Enunciado del ejercicio
Transcribe sin ningún cambio las líneas de los ítems de abajo, empezando por la que contiene "of the hydration" y siguiendo hasta el final de los ítems, ambos extremos incluidos.
═════ Datos proporcionados ═════
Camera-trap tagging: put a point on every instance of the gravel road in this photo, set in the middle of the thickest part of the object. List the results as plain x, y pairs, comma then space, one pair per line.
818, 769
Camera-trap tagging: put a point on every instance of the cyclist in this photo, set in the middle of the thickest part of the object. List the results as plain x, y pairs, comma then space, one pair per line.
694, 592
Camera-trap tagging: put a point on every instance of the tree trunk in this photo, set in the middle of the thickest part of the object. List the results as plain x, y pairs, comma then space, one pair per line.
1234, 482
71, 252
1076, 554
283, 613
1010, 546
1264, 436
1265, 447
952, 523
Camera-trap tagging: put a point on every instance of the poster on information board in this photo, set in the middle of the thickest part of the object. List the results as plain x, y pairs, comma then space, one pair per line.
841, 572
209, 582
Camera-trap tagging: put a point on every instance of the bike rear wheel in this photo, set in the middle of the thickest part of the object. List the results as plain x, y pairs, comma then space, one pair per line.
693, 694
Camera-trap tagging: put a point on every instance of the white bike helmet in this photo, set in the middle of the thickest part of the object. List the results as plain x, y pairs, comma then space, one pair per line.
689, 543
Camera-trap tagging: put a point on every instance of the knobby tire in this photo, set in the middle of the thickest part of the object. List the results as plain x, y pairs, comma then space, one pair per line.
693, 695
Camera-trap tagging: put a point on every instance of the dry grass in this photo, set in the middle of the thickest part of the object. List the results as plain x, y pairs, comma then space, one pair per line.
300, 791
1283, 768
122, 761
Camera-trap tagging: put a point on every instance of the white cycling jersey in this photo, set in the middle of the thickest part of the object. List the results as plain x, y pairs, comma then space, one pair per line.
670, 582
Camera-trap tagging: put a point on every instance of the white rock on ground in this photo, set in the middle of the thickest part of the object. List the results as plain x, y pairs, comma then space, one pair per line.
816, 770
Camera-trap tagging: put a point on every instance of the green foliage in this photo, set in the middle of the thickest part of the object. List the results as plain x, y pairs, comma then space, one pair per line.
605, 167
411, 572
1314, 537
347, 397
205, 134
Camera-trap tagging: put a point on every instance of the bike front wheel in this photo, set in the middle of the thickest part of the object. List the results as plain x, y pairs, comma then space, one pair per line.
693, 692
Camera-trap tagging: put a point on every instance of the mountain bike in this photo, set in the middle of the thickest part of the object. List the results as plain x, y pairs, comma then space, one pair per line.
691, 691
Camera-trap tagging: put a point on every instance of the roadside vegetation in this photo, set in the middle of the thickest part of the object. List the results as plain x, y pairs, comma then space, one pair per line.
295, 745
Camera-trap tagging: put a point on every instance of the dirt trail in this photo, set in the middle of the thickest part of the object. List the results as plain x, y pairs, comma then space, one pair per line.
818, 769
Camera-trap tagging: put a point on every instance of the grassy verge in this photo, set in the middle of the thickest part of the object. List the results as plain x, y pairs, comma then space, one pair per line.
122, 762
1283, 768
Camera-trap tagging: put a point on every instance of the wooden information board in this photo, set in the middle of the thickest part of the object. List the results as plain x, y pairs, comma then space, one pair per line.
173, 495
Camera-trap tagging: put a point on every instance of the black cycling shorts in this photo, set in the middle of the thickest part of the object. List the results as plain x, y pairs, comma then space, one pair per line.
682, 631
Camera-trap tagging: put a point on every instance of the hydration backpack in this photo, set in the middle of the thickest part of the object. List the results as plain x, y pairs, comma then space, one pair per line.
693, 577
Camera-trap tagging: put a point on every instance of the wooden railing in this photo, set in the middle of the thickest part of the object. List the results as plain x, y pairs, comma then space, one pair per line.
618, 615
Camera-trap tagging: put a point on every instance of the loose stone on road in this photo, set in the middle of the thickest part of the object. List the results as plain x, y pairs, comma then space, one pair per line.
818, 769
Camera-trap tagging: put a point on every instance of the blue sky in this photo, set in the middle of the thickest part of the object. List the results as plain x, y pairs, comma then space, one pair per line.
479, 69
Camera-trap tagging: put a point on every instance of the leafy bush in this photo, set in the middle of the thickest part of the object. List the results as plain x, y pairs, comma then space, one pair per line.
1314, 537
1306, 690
═════
Respuesta al problema
Camera-trap tagging: put a point on every instance of the hydration backpack in this photo, set in the middle of the thickest part of the object. List the results as plain x, y pairs, comma then space, one pair per line.
693, 577
Camera-trap tagging: put a point on every instance of the wooden railing in this photo, set in the middle of the thickest part of the object. List the results as plain x, y pairs, comma then space, one pair per line.
618, 615
Camera-trap tagging: put a point on every instance of the loose stone on road in this photo, set in the middle of the thickest part of the object. List the results as plain x, y pairs, comma then space, one pair per line.
818, 769
Camera-trap tagging: put a point on every instance of the blue sky in this photo, set in the middle of the thickest part of the object. List the results as plain x, y pairs, comma then space, one pair per line.
479, 69
Camera-trap tagging: put a point on every instance of the leafy bush in this photo, set in the middle of the thickest part of the object. List the results as plain x, y pairs, comma then space, one pair per line.
1314, 537
1306, 690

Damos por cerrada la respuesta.